> Problem description: Without the images, write out all of the following entries exactly.

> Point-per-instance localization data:
==============================
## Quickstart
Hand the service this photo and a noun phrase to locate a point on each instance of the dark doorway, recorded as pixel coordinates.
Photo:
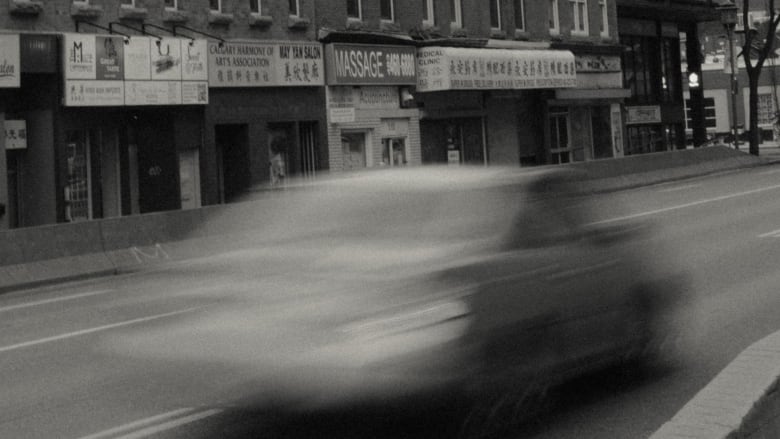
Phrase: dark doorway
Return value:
(233, 158)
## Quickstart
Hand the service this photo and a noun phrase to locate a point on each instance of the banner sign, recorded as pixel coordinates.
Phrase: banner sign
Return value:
(105, 70)
(292, 64)
(457, 68)
(15, 134)
(353, 64)
(10, 61)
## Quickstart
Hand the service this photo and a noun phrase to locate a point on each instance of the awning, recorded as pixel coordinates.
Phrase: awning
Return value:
(460, 68)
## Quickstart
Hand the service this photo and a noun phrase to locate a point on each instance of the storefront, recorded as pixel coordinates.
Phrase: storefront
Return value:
(264, 124)
(131, 127)
(482, 105)
(372, 118)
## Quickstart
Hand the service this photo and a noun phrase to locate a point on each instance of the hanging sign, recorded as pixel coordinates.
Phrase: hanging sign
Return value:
(9, 61)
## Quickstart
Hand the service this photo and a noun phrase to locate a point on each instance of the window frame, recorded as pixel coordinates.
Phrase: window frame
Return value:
(520, 7)
(360, 11)
(604, 8)
(430, 11)
(553, 17)
(456, 18)
(392, 11)
(294, 4)
(497, 5)
(580, 25)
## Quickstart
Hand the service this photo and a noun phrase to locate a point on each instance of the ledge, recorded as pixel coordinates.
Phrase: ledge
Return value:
(260, 21)
(175, 16)
(128, 13)
(298, 23)
(85, 11)
(220, 18)
(25, 7)
(389, 26)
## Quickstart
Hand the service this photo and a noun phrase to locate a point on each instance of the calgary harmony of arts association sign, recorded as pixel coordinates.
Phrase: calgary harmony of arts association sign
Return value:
(9, 61)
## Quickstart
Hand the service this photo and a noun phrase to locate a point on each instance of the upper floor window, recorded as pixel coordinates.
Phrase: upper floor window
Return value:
(552, 17)
(579, 12)
(386, 10)
(520, 15)
(604, 13)
(428, 12)
(495, 14)
(255, 7)
(295, 8)
(355, 9)
(456, 17)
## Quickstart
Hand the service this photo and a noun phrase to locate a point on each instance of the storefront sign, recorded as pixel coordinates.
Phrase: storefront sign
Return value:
(15, 134)
(104, 70)
(597, 64)
(265, 64)
(352, 64)
(9, 61)
(79, 56)
(643, 114)
(456, 68)
(87, 93)
(110, 57)
(342, 114)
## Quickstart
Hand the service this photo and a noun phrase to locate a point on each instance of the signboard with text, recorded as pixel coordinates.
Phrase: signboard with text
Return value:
(355, 64)
(10, 62)
(251, 64)
(460, 68)
(104, 70)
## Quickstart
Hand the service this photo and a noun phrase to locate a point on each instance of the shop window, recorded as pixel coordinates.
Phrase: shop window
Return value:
(428, 13)
(394, 152)
(353, 146)
(579, 13)
(456, 14)
(495, 14)
(520, 15)
(552, 17)
(355, 9)
(604, 14)
(387, 10)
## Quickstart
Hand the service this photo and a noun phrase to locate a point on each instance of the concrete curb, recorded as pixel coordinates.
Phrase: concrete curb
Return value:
(741, 402)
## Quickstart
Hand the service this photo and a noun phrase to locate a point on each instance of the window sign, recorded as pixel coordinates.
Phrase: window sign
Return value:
(9, 61)
(15, 134)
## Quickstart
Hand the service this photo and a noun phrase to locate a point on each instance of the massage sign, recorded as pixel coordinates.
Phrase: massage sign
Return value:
(352, 64)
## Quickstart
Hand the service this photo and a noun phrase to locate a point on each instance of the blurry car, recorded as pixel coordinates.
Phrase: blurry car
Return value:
(395, 283)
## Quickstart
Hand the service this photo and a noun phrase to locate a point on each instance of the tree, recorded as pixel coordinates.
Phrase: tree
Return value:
(758, 45)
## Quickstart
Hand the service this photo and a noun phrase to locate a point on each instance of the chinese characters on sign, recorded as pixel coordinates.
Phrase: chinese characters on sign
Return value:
(447, 68)
(265, 64)
(15, 134)
(9, 61)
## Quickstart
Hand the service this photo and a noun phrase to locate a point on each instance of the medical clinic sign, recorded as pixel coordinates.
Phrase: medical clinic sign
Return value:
(106, 70)
(353, 64)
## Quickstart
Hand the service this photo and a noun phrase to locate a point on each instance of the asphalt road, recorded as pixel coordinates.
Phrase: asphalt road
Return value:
(61, 378)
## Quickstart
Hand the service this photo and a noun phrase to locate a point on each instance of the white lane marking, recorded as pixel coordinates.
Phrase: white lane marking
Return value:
(141, 423)
(680, 188)
(683, 206)
(95, 329)
(773, 234)
(146, 432)
(56, 299)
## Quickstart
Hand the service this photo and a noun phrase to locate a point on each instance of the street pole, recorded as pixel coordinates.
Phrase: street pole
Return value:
==============================
> Result of the exercise:
## Quickstart
Hand the service this photo and a noun phrase to locate a point on each instance of the dark doorway, recorded as pixel coordinates.
Photo:
Phrase: dark doorway
Return value:
(233, 158)
## Quickstart
Hand the service this photo and a noun phrase to locate a point on each instance of the banner sign, recorded as pixel coordinates.
Phrase: banner sign
Return value:
(105, 70)
(292, 64)
(457, 68)
(15, 134)
(353, 64)
(10, 61)
## Quickstart
Hand the service this photo and a noun phrase to locate a point on each instance of the awning, recorded as pixel coordinates.
Phrase: awning
Return value:
(460, 68)
## Quickstart
Hand the service this photo and a noun phrase to locate a point on each instance of the storefront, recorded as pixel coordinates.
Phrase: storefront
Return value:
(264, 124)
(131, 127)
(482, 105)
(372, 118)
## Quickstart
Hand the service this photo and a noun phrase to locate a point on each instance of the hanging sign, recorded as pixel coordinates.
Phrase: hanging sign
Return value:
(9, 61)
## Quickstart
Hand the service this photo and a noun phrase to locate a point on each instance of the window frame, recorded as pixel coordinates.
Phrase: window frame
Return value:
(520, 7)
(360, 11)
(604, 8)
(430, 11)
(553, 17)
(456, 18)
(392, 11)
(294, 4)
(497, 5)
(580, 25)
## Quickstart
Hand the service this photo and a noun phrase to locate a point on each instance of the ledge, recorded as pixel coordinates.
Phrase: ledge
Return value:
(260, 21)
(175, 16)
(128, 13)
(298, 23)
(85, 11)
(220, 18)
(25, 7)
(389, 26)
## Quickstart
Hand the service this photo and a noun phrase to locate a point on each instance of the calgary harmony of arts association sign, recorded as pixel coordinates.
Phrase: calgary harmony of arts association sign
Return value:
(9, 61)
## Quickstart
Hand the service this photo and a noun phrase to locate a point on each instance of the upper floor window, recorded as pixel coordinates.
Phrase: upper floor window
Return value:
(552, 17)
(579, 12)
(386, 10)
(520, 15)
(604, 13)
(428, 12)
(495, 14)
(255, 7)
(295, 8)
(355, 9)
(456, 17)
## Quickstart
Hand the service this photo and a noun phrase to locate a point on each instance of the storefront sign, recorded as pixel coordinates.
Phrase: storefront sign
Return value:
(15, 134)
(104, 70)
(597, 64)
(265, 64)
(352, 64)
(9, 61)
(79, 56)
(643, 114)
(456, 68)
(87, 93)
(110, 57)
(342, 114)
## Quickstart
Hand the service this photo and a noun phrase to locate a point on each instance of the signboard with text, recorded as pixel coordinates.
Phrase: signboard with text
Return value:
(355, 64)
(10, 62)
(251, 64)
(460, 68)
(104, 70)
## Quickstart
Hand the service this photo and a noun phrase to locate a point on each instance of the shop window, recorded as pixel coordinates.
Phrase: shop window
Return value:
(428, 13)
(394, 152)
(353, 146)
(579, 13)
(456, 14)
(495, 14)
(520, 15)
(552, 17)
(355, 9)
(604, 14)
(387, 10)
## Quickstart
Hand the service this photo and a noun phrase to locate a point on each instance of the concrete curb, recorded as pixel coordinates.
Phrase: concrete curb
Return value:
(741, 402)
## Quickstart
Hand the service this photo and a noun phrase to locate a point on each instance of the window sign, recorded as pixel coordinates.
Phrase: window sign
Return value:
(9, 61)
(15, 134)
## Quickstart
Hand the service this photo and a noun phrase to locate a point on each instance of the massage sign, recorded as pixel coordinates.
Phrase: massage sign
Return value:
(352, 64)
## Quickstart
Hand the service this photo and a noun phrase to locate a point on each instance of the blurry car, recorded as pixel coordinates.
Phrase: blurry car
Return value:
(395, 283)
## Quickstart
Hand the service this photo and a noun phrase to locate a point on each instance of the tree, recorded as pixel coordinates.
Phrase: tree
Return value:
(758, 45)
## Quickstart
Hand the service this photo and a noun phrase to locate a point on each instance of the chinese characters on sign, recorded as pixel coordinates.
Phrase: chinese characters on sign
Return value:
(447, 68)
(265, 64)
(15, 134)
(9, 61)
## Quickstart
Hand the service this photo and a noun phrase to locate a point on each instance of the medical clinic sign, recorded as pixel coordinates.
Phrase: medical clinic sign
Return value:
(106, 70)
(353, 64)
## Quickstart
Hand the service this photo and a noun phrase to locate a point on each instance of the asphalt road, recorded as pixel coordinates.
Phrase: asphalt road
Return value:
(61, 378)
## Quickstart
Hand the service this photo and a noun phrase to locate a point on each instance of the white lane marking, recorded as pixel coordinates.
Phrase: white lane marking
Return value:
(141, 423)
(680, 188)
(683, 206)
(95, 329)
(773, 234)
(146, 432)
(56, 299)
## Quickstart
Hand the service this photo and a noun phrase to locate a point on each instance of the street pole, recorded as pixel coordinates.
Phrase: street pole
Return value:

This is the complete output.